Please continue the discussion of memory barriers, poll_wait() and wait queues from the point where it stops.
--- Extract to read ---
Would it be possible to create a perf probe to get some statistics?

I see at least 4 options:

- do nothing

- add the smp_mb() into pipe_poll, and convert pipe to wq_has_sleepers()

- add the smp_mb() into poll_wait(), convert pipe and potentially 
further poll users to wq_has_sleepers()

- add the smp_mb() into __add_wait_queue(), and merge wq_has_sleepers() 
into wake_up().

The tricky part is probably to differentiate wake_up on empty wait 
queues vs. wake_up on wait queues with entries.

--

     Manfred

Linus Torvalds Jan. 4, 2025, 10:05 p.m. UTC | #4

On Thu, 2 Jan 2025 at 08:33, Oleg Nesterov <oleg@redhat.com> wrote:
>
> I was going to send a one-liner patch which adds mb() into pipe_poll()
> but then I decided to make even more spam and ask some questions first.

poll functions are not *supposed* to need memory barriers.

They are supposed to do "poll_wait()" and then not need any more
serialization after that, because we either

 (a) have a NULL wait-address, in which case we're not going to sleep
and this is just a "check state"

 (b) the waiting function is supposed to do add_wait_queue() (usually
by way of __pollwait) and that should be a sufficient barrier to
anybody who does a wakeup

Note that add_wait_queue() ends up doing a spinlock sequence, and
while that is not a full memory barrier (well, it is on x86, but not
necessarily in general), it *should* be sufficient against an actual
waker.

That's kind of how add_wait_queue() vs wake_up() is supposed to work.

Of course, the fact that we're not discussing the pipe code *not*
doing a full wake sequence (but just a "is the wait queue empty"
thing) is what then messes with the generic rules.

And this makes me think that the whole comment above
waitqueue_active() is just fundamentally wrong. The smp_mb() is *not*
sufficient in the sequence

    smp_mb();
    if (waitqueue_active(wq_head))
--- Data entries ---
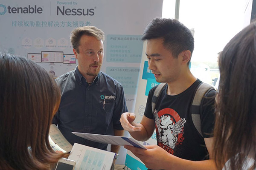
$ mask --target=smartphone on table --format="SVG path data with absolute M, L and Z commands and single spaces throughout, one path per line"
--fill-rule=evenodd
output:
M 61 158 L 58 162 L 55 170 L 74 170 L 76 161 L 72 160 Z

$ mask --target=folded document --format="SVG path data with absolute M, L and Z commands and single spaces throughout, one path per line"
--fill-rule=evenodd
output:
M 130 137 L 73 132 L 72 132 L 72 133 L 86 139 L 97 142 L 120 146 L 126 145 L 134 146 L 140 148 L 147 149 L 147 148 L 137 142 L 137 141 Z

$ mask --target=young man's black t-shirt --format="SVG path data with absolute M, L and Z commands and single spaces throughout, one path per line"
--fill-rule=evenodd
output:
M 202 99 L 201 129 L 203 138 L 192 119 L 190 107 L 197 87 L 201 82 L 197 79 L 188 89 L 175 96 L 166 94 L 166 85 L 159 95 L 152 113 L 151 100 L 156 87 L 149 91 L 145 116 L 155 120 L 157 145 L 169 153 L 192 161 L 209 159 L 203 138 L 212 137 L 214 124 L 214 96 L 212 90 Z

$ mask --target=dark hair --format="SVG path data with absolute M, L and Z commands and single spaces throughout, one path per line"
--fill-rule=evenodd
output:
M 176 20 L 156 18 L 147 26 L 142 40 L 162 38 L 163 45 L 177 57 L 180 52 L 194 51 L 194 37 L 191 31 Z M 189 62 L 188 62 L 188 64 Z
M 80 45 L 80 40 L 84 35 L 94 37 L 98 40 L 102 41 L 104 40 L 105 36 L 103 31 L 93 26 L 84 26 L 75 28 L 71 32 L 70 41 L 73 48 L 75 49 L 78 54 L 79 53 L 78 47 Z
M 228 159 L 229 169 L 242 169 L 252 150 L 256 160 L 256 34 L 254 22 L 231 39 L 220 54 L 213 149 L 220 169 Z
M 49 169 L 64 156 L 48 139 L 60 91 L 34 62 L 0 54 L 0 169 Z

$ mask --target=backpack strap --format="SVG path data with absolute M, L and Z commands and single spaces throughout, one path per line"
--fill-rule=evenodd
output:
M 201 130 L 201 111 L 202 108 L 202 99 L 206 93 L 215 88 L 211 85 L 204 82 L 201 82 L 198 86 L 195 94 L 194 96 L 191 105 L 191 116 L 193 123 L 201 136 L 203 133 Z
M 158 96 L 159 96 L 162 90 L 166 84 L 167 83 L 165 82 L 160 83 L 157 85 L 157 87 L 155 91 L 154 92 L 154 95 L 153 96 L 153 98 L 152 98 L 152 102 L 151 103 L 152 105 L 152 113 L 154 113 L 154 110 L 156 106 L 156 104 L 158 100 Z

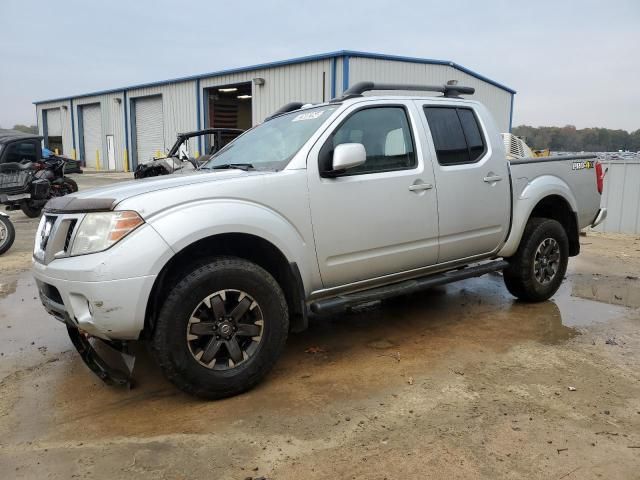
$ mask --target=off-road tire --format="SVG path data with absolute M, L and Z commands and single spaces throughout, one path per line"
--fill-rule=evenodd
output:
M 20 204 L 20 210 L 29 218 L 38 218 L 42 213 L 42 207 L 34 207 L 29 205 L 28 202 L 22 202 Z
M 16 239 L 16 229 L 13 228 L 13 223 L 7 217 L 0 215 L 0 228 L 6 231 L 6 236 L 4 239 L 0 239 L 0 255 L 11 248 L 13 242 Z
M 218 399 L 254 387 L 274 366 L 289 332 L 289 312 L 282 289 L 263 268 L 236 257 L 215 257 L 189 268 L 165 300 L 151 339 L 151 350 L 166 378 L 189 394 Z M 225 289 L 247 292 L 264 317 L 258 350 L 230 370 L 203 366 L 186 337 L 194 309 L 208 295 Z
M 542 284 L 534 272 L 535 255 L 545 239 L 553 239 L 560 250 L 557 270 L 549 283 Z M 507 259 L 509 267 L 503 272 L 507 290 L 516 298 L 528 302 L 542 302 L 560 288 L 569 263 L 569 239 L 563 226 L 548 218 L 531 218 L 522 235 L 516 254 Z

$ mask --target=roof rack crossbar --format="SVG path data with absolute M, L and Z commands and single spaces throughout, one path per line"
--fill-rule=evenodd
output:
M 265 118 L 264 121 L 266 122 L 267 120 L 271 120 L 272 118 L 278 117 L 283 113 L 289 113 L 289 112 L 293 112 L 294 110 L 300 110 L 303 105 L 304 103 L 302 102 L 286 103 L 283 106 L 281 106 L 278 110 L 273 112 L 271 115 L 269 115 L 267 118 Z
M 372 90 L 410 90 L 417 92 L 440 92 L 445 97 L 459 98 L 460 95 L 473 95 L 475 88 L 463 87 L 462 85 L 418 85 L 418 84 L 402 84 L 402 83 L 376 83 L 376 82 L 358 82 L 352 87 L 344 91 L 341 97 L 334 98 L 332 101 L 346 100 L 347 98 L 361 97 L 364 92 Z

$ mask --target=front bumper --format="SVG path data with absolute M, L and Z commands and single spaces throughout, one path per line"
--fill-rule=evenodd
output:
M 599 209 L 598 214 L 596 215 L 596 218 L 594 218 L 593 222 L 591 222 L 591 225 L 590 225 L 591 228 L 597 227 L 602 222 L 604 222 L 606 218 L 607 218 L 607 209 L 606 208 Z
M 139 337 L 155 275 L 80 282 L 49 276 L 37 262 L 33 274 L 45 310 L 70 328 L 104 340 Z

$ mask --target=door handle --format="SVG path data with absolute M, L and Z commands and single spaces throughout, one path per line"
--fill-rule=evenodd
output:
M 488 177 L 484 177 L 483 179 L 486 183 L 499 182 L 502 180 L 502 177 L 499 175 L 489 175 Z
M 431 190 L 433 185 L 430 183 L 414 183 L 413 185 L 409 185 L 409 190 L 412 192 L 419 192 L 421 190 Z

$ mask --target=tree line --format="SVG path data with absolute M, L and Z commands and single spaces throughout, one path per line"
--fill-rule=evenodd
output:
M 640 129 L 635 132 L 609 128 L 530 127 L 520 125 L 512 132 L 534 150 L 549 148 L 565 152 L 640 151 Z

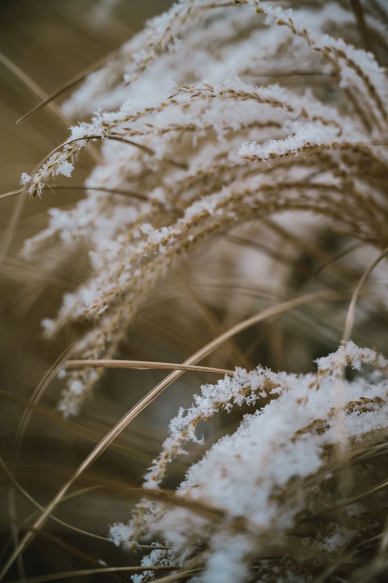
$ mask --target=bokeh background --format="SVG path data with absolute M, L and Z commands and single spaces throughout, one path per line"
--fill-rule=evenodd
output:
M 30 173 L 66 139 L 68 127 L 77 121 L 61 120 L 46 107 L 16 125 L 39 100 L 33 82 L 50 93 L 118 48 L 145 20 L 171 3 L 169 0 L 2 0 L 1 192 L 17 189 L 21 173 Z M 26 82 L 20 71 L 31 82 Z M 60 104 L 68 94 L 64 93 L 55 103 Z M 93 157 L 85 152 L 75 183 L 82 183 L 93 164 Z M 40 322 L 55 314 L 64 292 L 76 286 L 87 271 L 82 250 L 57 271 L 37 261 L 26 262 L 19 251 L 26 238 L 44 226 L 49 208 L 71 205 L 82 195 L 79 189 L 55 192 L 54 187 L 42 199 L 24 200 L 17 195 L 0 199 L 2 560 L 12 548 L 12 535 L 25 532 L 23 521 L 29 520 L 36 510 L 25 494 L 15 489 L 12 479 L 44 505 L 110 428 L 165 376 L 157 371 L 109 370 L 80 417 L 66 422 L 56 411 L 61 388 L 54 378 L 44 385 L 20 454 L 15 455 L 15 436 L 29 399 L 84 326 L 80 323 L 66 329 L 49 342 L 43 338 Z M 291 231 L 285 224 L 281 220 L 256 221 L 220 237 L 211 249 L 197 252 L 153 293 L 118 356 L 181 362 L 236 322 L 281 299 L 274 292 L 275 282 L 283 282 L 283 297 L 322 286 L 348 289 L 357 282 L 369 261 L 367 248 L 362 255 L 353 255 L 350 265 L 341 262 L 341 254 L 345 257 L 355 241 L 326 229 L 324 222 L 311 222 L 308 229 L 295 217 Z M 375 251 L 369 251 L 373 258 Z M 53 262 L 55 259 L 53 255 Z M 278 286 L 276 289 L 278 293 Z M 383 347 L 386 317 L 378 301 L 371 305 L 373 307 L 365 303 L 360 308 L 357 339 Z M 338 346 L 344 306 L 333 305 L 330 314 L 328 309 L 301 308 L 247 331 L 205 364 L 230 368 L 260 363 L 275 370 L 305 373 L 311 368 L 312 359 Z M 71 497 L 55 511 L 60 520 L 87 532 L 75 531 L 50 519 L 22 561 L 10 571 L 9 580 L 22 580 L 23 573 L 31 576 L 93 567 L 98 560 L 109 565 L 139 564 L 139 554 L 128 555 L 105 539 L 109 525 L 127 519 L 138 496 L 129 489 L 141 484 L 143 472 L 167 434 L 168 420 L 179 406 L 189 405 L 201 383 L 216 378 L 186 373 L 138 417 L 83 475 Z M 203 431 L 214 440 L 225 429 L 231 430 L 238 418 L 234 413 L 220 417 Z M 201 447 L 193 448 L 183 461 L 178 460 L 166 486 L 175 487 L 187 463 L 203 451 Z

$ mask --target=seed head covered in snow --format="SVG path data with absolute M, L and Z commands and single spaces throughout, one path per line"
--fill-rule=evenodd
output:
M 257 557 L 267 553 L 270 532 L 270 546 L 281 547 L 292 529 L 303 531 L 306 516 L 337 500 L 339 412 L 334 393 L 347 367 L 363 371 L 351 381 L 342 381 L 351 448 L 357 452 L 378 441 L 388 426 L 388 361 L 373 350 L 344 343 L 318 360 L 316 373 L 305 375 L 260 367 L 249 373 L 238 370 L 231 378 L 202 387 L 192 406 L 171 421 L 170 437 L 146 476 L 146 491 L 158 487 L 167 463 L 184 452 L 186 442 L 199 441 L 200 422 L 243 404 L 255 405 L 256 410 L 189 468 L 177 490 L 175 505 L 144 499 L 127 526 L 112 528 L 112 539 L 128 544 L 136 535 L 158 533 L 171 545 L 178 564 L 188 553 L 206 549 L 203 571 L 196 581 L 250 581 Z M 207 515 L 204 508 L 209 509 Z M 317 553 L 318 563 L 359 535 L 359 516 L 367 507 L 361 503 L 355 516 L 352 510 L 347 507 L 339 524 L 326 521 L 319 530 L 310 529 L 309 548 Z M 295 575 L 308 552 L 301 547 L 288 564 Z M 266 570 L 263 560 L 259 573 Z
M 335 292 L 330 346 L 337 346 L 344 300 L 364 271 L 359 247 L 379 253 L 388 241 L 388 83 L 381 58 L 388 52 L 387 21 L 382 0 L 179 0 L 89 75 L 63 105 L 86 121 L 21 177 L 24 194 L 41 196 L 58 177 L 73 175 L 85 149 L 100 150 L 84 195 L 52 209 L 45 228 L 22 250 L 26 259 L 45 259 L 53 272 L 79 250 L 87 254 L 83 280 L 43 320 L 45 335 L 86 321 L 68 357 L 113 359 L 157 285 L 213 242 L 214 273 L 259 280 L 252 305 L 262 296 L 264 312 L 276 315 L 273 301 L 292 304 L 284 290 L 299 292 L 303 284 L 284 285 L 292 279 L 287 254 L 271 247 L 270 231 L 287 249 L 299 245 L 319 258 L 308 283 L 314 292 Z M 373 52 L 362 48 L 372 36 Z M 257 239 L 247 250 L 231 231 L 249 225 Z M 328 230 L 357 242 L 355 276 L 347 267 L 341 279 L 335 265 L 331 279 L 322 272 L 330 262 L 319 235 Z M 222 238 L 241 248 L 232 255 L 217 247 Z M 251 260 L 252 247 L 268 252 L 265 261 Z M 331 262 L 352 252 L 347 248 Z M 274 269 L 279 255 L 283 271 Z M 308 263 L 298 262 L 297 275 Z M 248 296 L 248 286 L 240 287 Z M 373 292 L 375 324 L 386 309 L 386 282 L 381 289 Z M 240 296 L 222 295 L 213 296 L 215 312 L 239 313 Z M 366 310 L 360 317 L 372 318 Z M 214 332 L 218 322 L 205 319 Z M 326 345 L 315 321 L 309 329 Z M 295 324 L 292 333 L 299 331 Z M 305 574 L 313 557 L 313 571 L 336 553 L 347 564 L 361 561 L 358 538 L 380 536 L 386 512 L 380 494 L 368 505 L 360 493 L 379 493 L 383 486 L 373 489 L 386 479 L 376 459 L 385 451 L 388 363 L 348 342 L 316 364 L 304 374 L 237 367 L 204 385 L 171 422 L 144 476 L 144 498 L 128 524 L 112 526 L 112 541 L 130 547 L 158 536 L 170 548 L 151 550 L 142 566 L 187 569 L 196 583 L 311 583 Z M 64 416 L 79 413 L 103 371 L 60 368 Z M 237 408 L 245 413 L 238 428 L 192 463 L 174 496 L 161 490 L 188 442 L 203 447 L 201 424 Z M 382 540 L 379 564 L 386 560 Z M 343 575 L 338 567 L 338 581 Z

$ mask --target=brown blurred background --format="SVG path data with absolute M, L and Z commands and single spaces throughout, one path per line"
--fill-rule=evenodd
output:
---
» Answer
        wake_up(wq_head);

because while it happens to work wrt prepare_to_wait() sequences, is
is *not* against other users of add_wait_queue().

In those other sequences the smp_mb() in set_current_state might have
happened long long before.

Those other users aren't just 'poll()', btw. There's quite a lot of
add_wait_queue() users in the kernel. It's a traditional model even if
it's not something people generally add to any more.

Now, hopefully many of those add_wait_queue() users end up using
set_current_state() and getting the memory barrier that way. Or they
use wait_woken() or any of the other proper helpers we have.

But I think this poll() thing is very much an example of this *not*
being valid, and I don't think it's in any way pipe-specific.

So maybe we really do need to add the memory barrier to
__add_wait_queue(). That's going to be painful, particularly with lots
of users not needing it because they have the barrier in all the other
places.

End result: maybe adding it just to __pollwait() is the thing to do,
in the hopes that non-poll users all use the proper sequences.

But no, this is most definitely not a pipe-only thing.

          Linus

Oleg Nesterov Jan. 6, 2025, 4:30 p.m. UTC | #5

On 01/04, Linus Torvalds wrote:
>
> On Thu, 2 Jan 2025 at 08:33, Oleg Nesterov <oleg@redhat.com> wrote:
> >
> > I was going to send a one-liner patch which adds mb() into pipe_poll()
> > but then I decided to make even more spam and ask some questions first.
>
> poll functions are not *supposed* to need memory barriers.
...
> But no, this is most definitely not a pipe-only thing.

Agreed, that is why I didn't send the patch which adds mb() into pipe_poll().

> They are supposed to do "poll_wait()" and then not need any more
> serialization after that, because we either
>
>  (a) have a NULL wait-address, in which case we're not going to sleep
> and this is just a "check state"

To be honest, I don't understand the wait_address check in poll_wait(),
it seems that wait_address is never NULL.

But ->_qproc can be NULL if do_poll/etc does another iteration after
poll_schedule_timeout(), in this case we can sleep again. But this
case is fine.

>  (b) the waiting function is supposed to do add_wait_queue() (usually
> by way of __pollwait) and that should be a sufficient barrier to
> anybody who does a wakeup

Yes.

> And this makes me think that the whole comment above
> waitqueue_active() is just fundamentally wrong. The smp_mb() is *not*
> sufficient in the sequence
>
>     smp_mb();
>     if (waitqueue_active(wq_head))
>         wake_up(wq_head);
>
> because while it happens to work wrt prepare_to_wait() sequences, is
> is *not* against other users of add_wait_queue().

Well, this comment doesn't look wrong to me, but perhaps it can be
more clear. It should probably explain that this pseudo code is only
correct because the waiter has a barrier before "if (@cond)" which
pairs with smp_mb() above waitqueue_active(). It even says

	prepare_to_wait(&wq_head, &wait, state);
	// smp_mb() from set_current_state()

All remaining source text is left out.